● **TASK INPUTS**:
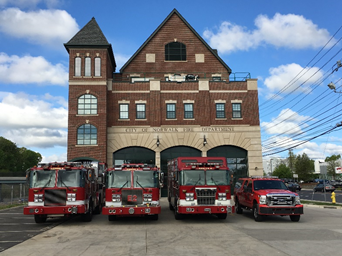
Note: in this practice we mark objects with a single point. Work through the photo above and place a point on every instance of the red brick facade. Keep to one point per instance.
(111, 89)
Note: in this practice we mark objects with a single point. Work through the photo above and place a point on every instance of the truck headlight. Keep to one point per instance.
(116, 198)
(71, 197)
(38, 198)
(189, 197)
(147, 197)
(262, 199)
(222, 196)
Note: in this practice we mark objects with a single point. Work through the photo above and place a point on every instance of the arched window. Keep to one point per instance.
(97, 66)
(78, 66)
(87, 105)
(87, 67)
(175, 51)
(87, 135)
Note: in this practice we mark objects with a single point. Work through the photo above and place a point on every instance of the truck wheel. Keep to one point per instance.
(178, 216)
(295, 218)
(89, 215)
(256, 215)
(170, 206)
(222, 216)
(40, 218)
(238, 208)
(153, 217)
(111, 217)
(98, 208)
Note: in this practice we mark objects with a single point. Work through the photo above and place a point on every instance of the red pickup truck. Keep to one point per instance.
(266, 196)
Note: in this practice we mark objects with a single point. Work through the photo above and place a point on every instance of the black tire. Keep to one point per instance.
(222, 216)
(170, 206)
(295, 218)
(256, 215)
(178, 216)
(89, 215)
(238, 208)
(153, 217)
(112, 217)
(40, 218)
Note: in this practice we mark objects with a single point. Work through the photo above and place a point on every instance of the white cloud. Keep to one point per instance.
(28, 69)
(285, 123)
(291, 31)
(293, 77)
(43, 27)
(28, 3)
(22, 111)
(31, 122)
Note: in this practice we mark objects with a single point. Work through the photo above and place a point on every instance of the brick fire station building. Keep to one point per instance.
(174, 97)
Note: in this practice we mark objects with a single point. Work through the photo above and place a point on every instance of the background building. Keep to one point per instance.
(174, 97)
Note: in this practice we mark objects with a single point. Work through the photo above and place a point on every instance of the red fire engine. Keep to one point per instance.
(132, 190)
(200, 185)
(63, 188)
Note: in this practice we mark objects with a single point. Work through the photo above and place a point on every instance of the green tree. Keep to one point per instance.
(304, 167)
(282, 171)
(332, 164)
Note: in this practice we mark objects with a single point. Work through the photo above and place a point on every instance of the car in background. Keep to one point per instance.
(324, 187)
(294, 187)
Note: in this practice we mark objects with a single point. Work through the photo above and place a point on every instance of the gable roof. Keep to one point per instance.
(91, 36)
(174, 11)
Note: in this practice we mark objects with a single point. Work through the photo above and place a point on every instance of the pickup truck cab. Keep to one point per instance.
(266, 196)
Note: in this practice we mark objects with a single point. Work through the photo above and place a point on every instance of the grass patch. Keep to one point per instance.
(318, 203)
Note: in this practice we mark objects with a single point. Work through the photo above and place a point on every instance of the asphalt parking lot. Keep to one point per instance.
(318, 232)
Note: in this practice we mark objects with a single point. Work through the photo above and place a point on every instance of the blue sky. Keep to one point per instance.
(291, 47)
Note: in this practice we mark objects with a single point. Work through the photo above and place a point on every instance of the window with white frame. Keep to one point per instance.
(188, 110)
(220, 110)
(78, 66)
(236, 110)
(87, 67)
(141, 111)
(87, 105)
(170, 111)
(97, 66)
(87, 135)
(123, 111)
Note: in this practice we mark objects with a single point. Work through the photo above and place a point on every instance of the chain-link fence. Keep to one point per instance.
(13, 193)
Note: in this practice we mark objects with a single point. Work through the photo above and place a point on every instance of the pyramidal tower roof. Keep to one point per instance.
(89, 35)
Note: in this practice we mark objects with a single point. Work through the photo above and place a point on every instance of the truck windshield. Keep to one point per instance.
(269, 184)
(217, 177)
(72, 178)
(145, 179)
(40, 179)
(192, 177)
(119, 179)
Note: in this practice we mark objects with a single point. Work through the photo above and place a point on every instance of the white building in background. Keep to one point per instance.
(270, 164)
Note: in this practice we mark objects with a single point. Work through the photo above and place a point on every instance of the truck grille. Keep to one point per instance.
(54, 197)
(281, 199)
(206, 196)
(131, 197)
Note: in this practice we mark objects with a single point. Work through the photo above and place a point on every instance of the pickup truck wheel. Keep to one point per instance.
(295, 218)
(256, 215)
(238, 208)
(40, 218)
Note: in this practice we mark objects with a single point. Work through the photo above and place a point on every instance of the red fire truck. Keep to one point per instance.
(132, 190)
(200, 185)
(63, 188)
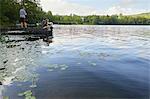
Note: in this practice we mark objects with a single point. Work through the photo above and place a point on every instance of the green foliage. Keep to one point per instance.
(103, 20)
(10, 16)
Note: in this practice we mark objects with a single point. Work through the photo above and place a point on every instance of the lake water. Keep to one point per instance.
(81, 62)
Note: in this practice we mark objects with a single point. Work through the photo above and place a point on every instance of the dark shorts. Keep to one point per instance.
(22, 20)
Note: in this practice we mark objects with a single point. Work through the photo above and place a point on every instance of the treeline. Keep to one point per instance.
(102, 20)
(9, 15)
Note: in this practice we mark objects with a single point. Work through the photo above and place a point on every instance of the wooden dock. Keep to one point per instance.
(31, 31)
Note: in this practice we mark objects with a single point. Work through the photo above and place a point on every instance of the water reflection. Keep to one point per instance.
(80, 62)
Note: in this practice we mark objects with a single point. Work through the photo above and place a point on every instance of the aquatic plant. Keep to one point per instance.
(27, 94)
(51, 67)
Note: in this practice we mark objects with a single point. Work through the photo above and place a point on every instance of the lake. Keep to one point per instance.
(80, 62)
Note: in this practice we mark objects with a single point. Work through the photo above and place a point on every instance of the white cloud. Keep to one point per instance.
(127, 11)
(63, 7)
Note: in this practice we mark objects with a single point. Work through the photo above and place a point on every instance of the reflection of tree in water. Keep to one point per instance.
(16, 61)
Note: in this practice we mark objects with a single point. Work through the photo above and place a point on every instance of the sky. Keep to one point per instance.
(96, 7)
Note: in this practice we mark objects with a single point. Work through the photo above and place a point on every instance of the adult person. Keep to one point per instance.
(46, 24)
(23, 16)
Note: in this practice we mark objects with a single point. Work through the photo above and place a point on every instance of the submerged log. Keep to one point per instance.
(28, 31)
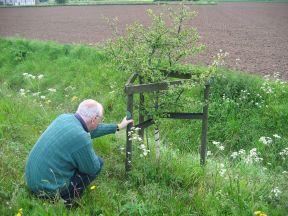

● **WHAT TO DO**:
Give only the number of lines in the material that contain the string "brick", with case counting.

● **EXPECTED ANSWER**:
2